> **Passage**:
══════════

President Roosevelt, with his wife and sister, occupied the first carriage behind the hearse, a band of black crepe bound about his arm. The carriage was drawn by four black horses. Next in order came the carriage of Grover Cleveland, who was accompanied by General John M. Wilson and Robley D. Evans. Following directly came the Justices of the Supreme Court, in their robes of office. Army and navy men, in full uniform, continued the slow moving procession. Representatives of foreign governments in all their trappings of state, followed in order. One carriage was occupied by Hon. Gerald Lowther, of the British Legation, assigned by a cabled order to personally represent King Edward VII. of England.
Major-General John R. Brooks commanded the entire line, riding a splendid black charger. He was surrounded with his aides, all well mounted.

══════════

> **Available data**:
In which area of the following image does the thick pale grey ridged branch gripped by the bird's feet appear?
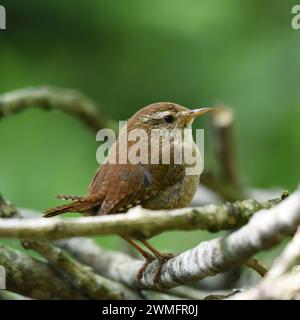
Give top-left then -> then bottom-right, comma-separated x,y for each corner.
56,190 -> 300,288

══════════

> **Required action 1**:
Update the funeral procession account by restating the stretch from "President Roosevelt, with" through "VII. of England.", with "carriage" replaced by "coach".
> **Required action 2**:
Carry the account of the funeral procession further, starting after its final sentence.

> **Exercise result 1**:
President Roosevelt, with his wife and sister, occupied the first coach behind the hearse, a band of black crepe bound about his arm. The coach was drawn by four black horses. Next in order came the coach of Grover Cleveland, who was accompanied by General John M. Wilson and Robley D. Evans. Following directly came the Justices of the Supreme Court, in their robes of office. Army and navy men, in full uniform, continued the slow moving procession. Representatives of foreign governments in all their trappings of state, followed in order. One coach was occupied by Hon. Gerald Lowther, of the British Legation, assigned by a cabled order to personally represent King Edward VII. of England.

> **Exercise result 2**:
A cold rain began to fall as the procession started from the White House. It at no time amounted to a heavy shower, but the chilling “drizzle” which marked Mr. McKinley’s second inauguration was precisely repeated in this his last progress to the capitol. The flags were limp. The banners were drooping. The wealth of mourning decoration on buildings laid flat against the walls. As the cortege wound down into Pennsylvania avenue it passed between gathered thousands of people who banked the great highway from end to end, and stood in reverent silence while the dead went by.
In that procession were soldiers and sailors from every service, civic societies, a camp of United Confederate Veterans from Alexandria, Virginia, and a host of miscellaneous organizations. The home of the nation’s government awaited the cortege in silent simplicity. A flag, flying at half mast over the marble entrance, was the only sign of mourning. The law decrees that the government buildings in Washington shall not be draped, and they wore no visible sign of the nation’s bereavement.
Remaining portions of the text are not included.